Problem to solve: Rewrite every line of the listing below as a Markdown table with the columns Row and Line, numbering the rows and skipping blank lines. Leave the pictures out.

◆ ◆ ◆ ◆ ◆ ◆ ◆

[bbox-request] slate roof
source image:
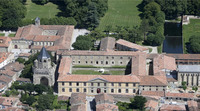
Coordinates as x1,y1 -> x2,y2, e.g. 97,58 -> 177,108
38,47 -> 50,60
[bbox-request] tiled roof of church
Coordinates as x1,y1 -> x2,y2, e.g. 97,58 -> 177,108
38,47 -> 50,59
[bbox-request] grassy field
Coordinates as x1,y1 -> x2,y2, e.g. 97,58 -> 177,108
72,70 -> 124,75
25,0 -> 61,19
98,0 -> 142,30
183,19 -> 200,53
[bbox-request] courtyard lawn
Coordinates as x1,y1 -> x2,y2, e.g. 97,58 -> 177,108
72,70 -> 124,75
25,0 -> 61,19
182,19 -> 200,53
8,34 -> 15,37
98,0 -> 142,30
0,33 -> 5,36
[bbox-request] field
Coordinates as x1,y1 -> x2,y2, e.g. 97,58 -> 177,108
25,0 -> 61,19
72,70 -> 124,75
183,19 -> 200,53
98,0 -> 142,30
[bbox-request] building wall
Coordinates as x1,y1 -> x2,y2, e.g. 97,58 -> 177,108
139,85 -> 166,91
65,55 -> 131,66
58,80 -> 138,96
178,72 -> 200,86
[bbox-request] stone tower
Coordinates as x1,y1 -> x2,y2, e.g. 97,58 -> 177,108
35,17 -> 40,26
33,47 -> 56,86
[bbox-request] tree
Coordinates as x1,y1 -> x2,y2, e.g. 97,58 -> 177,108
130,96 -> 147,110
26,95 -> 36,106
189,35 -> 200,53
192,86 -> 198,92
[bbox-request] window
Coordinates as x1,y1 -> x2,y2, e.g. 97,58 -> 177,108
76,88 -> 79,92
84,88 -> 87,92
69,88 -> 72,92
91,89 -> 94,93
83,82 -> 86,86
111,89 -> 114,93
126,89 -> 128,93
62,88 -> 65,92
118,89 -> 121,93
133,89 -> 135,93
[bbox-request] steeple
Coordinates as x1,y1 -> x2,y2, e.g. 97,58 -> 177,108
38,47 -> 50,60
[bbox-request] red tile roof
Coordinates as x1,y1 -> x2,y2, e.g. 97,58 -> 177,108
160,104 -> 186,111
131,54 -> 147,76
0,37 -> 11,47
116,39 -> 148,52
96,104 -> 118,111
153,54 -> 176,74
139,76 -> 167,86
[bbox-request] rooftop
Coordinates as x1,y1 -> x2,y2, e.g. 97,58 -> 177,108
178,65 -> 200,72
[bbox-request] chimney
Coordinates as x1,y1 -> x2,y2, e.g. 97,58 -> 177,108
35,17 -> 40,26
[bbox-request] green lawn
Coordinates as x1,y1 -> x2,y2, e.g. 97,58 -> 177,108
72,70 -> 124,75
0,33 -> 5,36
183,19 -> 200,53
98,0 -> 142,30
8,34 -> 15,37
25,0 -> 61,19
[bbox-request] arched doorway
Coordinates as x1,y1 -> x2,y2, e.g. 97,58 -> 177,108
97,88 -> 101,93
40,77 -> 49,86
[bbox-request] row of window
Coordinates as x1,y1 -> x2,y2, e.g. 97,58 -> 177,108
73,61 -> 123,64
62,82 -> 136,87
73,56 -> 131,59
62,88 -> 136,93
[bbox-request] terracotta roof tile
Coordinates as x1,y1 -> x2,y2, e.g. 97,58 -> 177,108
160,104 -> 186,111
100,37 -> 115,51
139,76 -> 167,86
0,37 -> 11,47
96,104 -> 118,111
116,39 -> 148,51
145,100 -> 158,109
131,54 -> 147,75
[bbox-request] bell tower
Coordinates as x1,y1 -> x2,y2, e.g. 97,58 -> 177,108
33,47 -> 56,86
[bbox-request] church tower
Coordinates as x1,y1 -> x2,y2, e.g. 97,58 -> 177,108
33,47 -> 56,86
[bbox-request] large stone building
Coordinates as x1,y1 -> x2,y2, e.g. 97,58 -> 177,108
57,50 -> 176,96
33,47 -> 56,86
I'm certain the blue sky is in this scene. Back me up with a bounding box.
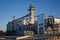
[0,0,60,31]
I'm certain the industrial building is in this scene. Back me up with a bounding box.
[7,4,37,35]
[7,4,60,35]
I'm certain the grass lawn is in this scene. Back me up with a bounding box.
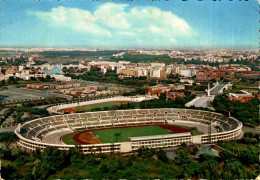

◆ ◆ ◆ ◆ ◆ ◆ ◆

Answer to this problem:
| Row | Line |
|---|---|
| 1 | [bbox-request] slate roof |
| 2 | source image: |
| 3 | Coordinates as x1,y1 -> x2,y2, e.g. 97,58 -> 177,108 |
| 4 | 38,47 -> 50,60 |
| 5 | [bbox-request] tiled roof of church |
| 6 | Coordinates as x1,y1 -> x2,y2, e.g. 97,58 -> 177,108 |
| 7 | 38,47 -> 50,59 |
| 8 | [bbox-request] grassy field |
| 9 | Coordinates as x1,y1 -> x2,y2, e.g. 97,58 -> 177,108 |
| 10 | 72,70 -> 124,75 |
| 11 | 25,0 -> 61,19 |
| 12 | 98,0 -> 142,30 |
| 13 | 183,19 -> 200,53 |
| 14 | [bbox-request] courtyard lawn |
| 15 | Coordinates as x1,y1 -> x2,y2, e.g. 97,58 -> 177,108 |
| 16 | 72,70 -> 124,75 |
| 17 | 25,0 -> 61,19 |
| 18 | 182,19 -> 200,53 |
| 19 | 8,34 -> 15,37 |
| 20 | 98,0 -> 142,30 |
| 21 | 0,33 -> 5,36 |
| 22 | [bbox-request] field |
| 23 | Coordinates as x1,y1 -> x2,y2, e.g. 97,58 -> 177,108 |
| 24 | 25,0 -> 61,19 |
| 25 | 72,70 -> 124,75 |
| 26 | 183,19 -> 200,53 |
| 27 | 98,0 -> 142,30 |
| 28 | [bbox-request] building wall |
| 29 | Coordinates as x1,y1 -> x2,y2, e.g. 97,58 -> 177,108 |
| 30 | 139,85 -> 166,91 |
| 31 | 65,55 -> 131,66 |
| 32 | 58,80 -> 138,96 |
| 33 | 178,72 -> 200,86 |
| 34 | [bbox-request] stone tower |
| 35 | Coordinates as x1,y1 -> x2,y2, e.g. 97,58 -> 177,108 |
| 36 | 35,17 -> 40,26 |
| 37 | 33,47 -> 56,86 |
| 38 | [bbox-request] tree |
| 39 | Coordinates as x1,y1 -> x2,y2, e.g. 97,58 -> 177,108 |
| 40 | 130,96 -> 147,110 |
| 41 | 26,95 -> 36,106 |
| 42 | 189,35 -> 200,53 |
| 43 | 192,86 -> 198,92 |
| 44 | [bbox-request] window |
| 45 | Coordinates as x1,y1 -> x2,y2, e.g. 97,58 -> 177,108 |
| 46 | 76,88 -> 79,92 |
| 47 | 84,88 -> 87,92 |
| 48 | 69,88 -> 72,92 |
| 49 | 91,89 -> 94,93 |
| 50 | 83,82 -> 86,86 |
| 51 | 111,89 -> 114,93 |
| 52 | 126,89 -> 128,93 |
| 53 | 62,88 -> 65,92 |
| 54 | 118,89 -> 121,93 |
| 55 | 133,89 -> 135,93 |
| 56 | [bbox-request] steeple |
| 57 | Coordinates as x1,y1 -> x2,y2, e.g. 97,58 -> 177,108 |
| 58 | 38,47 -> 50,60 |
| 59 | [bbox-request] red tile roof |
| 60 | Coordinates as x1,y1 -> x2,y2, e.g. 97,58 -> 177,108 |
| 61 | 160,104 -> 186,111 |
| 62 | 131,54 -> 147,76 |
| 63 | 0,37 -> 11,47 |
| 64 | 116,39 -> 148,52 |
| 65 | 96,104 -> 118,111 |
| 66 | 153,54 -> 176,74 |
| 67 | 139,76 -> 167,86 |
| 68 | [bbox-request] rooftop |
| 69 | Coordinates as x1,y1 -> x2,y2, e.g. 97,58 -> 177,108 |
| 70 | 178,65 -> 200,72 |
| 71 | [bbox-request] chimney |
| 72 | Coordinates as x1,y1 -> x2,y2, e.g. 97,58 -> 177,108 |
| 73 | 35,17 -> 40,26 |
| 74 | [bbox-request] green lawn |
| 75 | Coordinates as x1,y1 -> x2,y2, e.g. 97,58 -> 177,108 |
| 76 | 72,70 -> 124,75 |
| 77 | 0,33 -> 5,36 |
| 78 | 183,19 -> 200,53 |
| 79 | 98,0 -> 142,30 |
| 80 | 8,34 -> 15,37 |
| 81 | 25,0 -> 61,19 |
| 82 | [bbox-request] arched doorway |
| 83 | Coordinates as x1,y1 -> x2,y2, e.g. 97,58 -> 177,108 |
| 84 | 97,88 -> 101,93 |
| 85 | 40,77 -> 49,86 |
| 86 | [bbox-request] row of window |
| 87 | Coordinates as x1,y1 -> x2,y2, e.g. 97,58 -> 177,108 |
| 88 | 73,61 -> 123,64 |
| 89 | 62,82 -> 136,87 |
| 90 | 73,56 -> 131,59 |
| 91 | 62,88 -> 136,93 |
| 92 | [bbox-request] terracotta roof tile |
| 93 | Coordinates as x1,y1 -> x2,y2, e.g. 97,58 -> 177,108 |
| 94 | 160,104 -> 186,111 |
| 95 | 100,37 -> 115,51 |
| 96 | 139,76 -> 167,86 |
| 97 | 0,37 -> 11,47 |
| 98 | 96,104 -> 118,111 |
| 99 | 116,39 -> 148,51 |
| 100 | 145,100 -> 158,109 |
| 101 | 131,54 -> 147,75 |
| 102 | [bbox-request] bell tower |
| 103 | Coordinates as x1,y1 -> x2,y2, e.g. 97,58 -> 177,108 |
| 104 | 33,47 -> 56,86 |
| 105 | [bbox-request] church tower |
| 106 | Coordinates as x1,y1 -> x2,y2, e.g. 97,58 -> 177,108 |
| 107 | 33,47 -> 56,86 |
| 108 | [bbox-request] large stone building |
| 109 | Coordinates as x1,y1 -> x2,y2, e.g. 97,58 -> 177,108 |
| 110 | 57,50 -> 176,96 |
| 111 | 33,47 -> 56,86 |
| 112 | I'm certain the blue sky is in this scene. Back me up with a bounding box. |
| 113 | [0,0,60,31] |
| 114 | I'm certain the industrial building is in this scene. Back me up with a bounding box. |
| 115 | [7,4,37,35] |
| 116 | [7,4,60,35] |
| 117 | I'm certain the grass lawn is in this scene. Back me up with a bounding box. |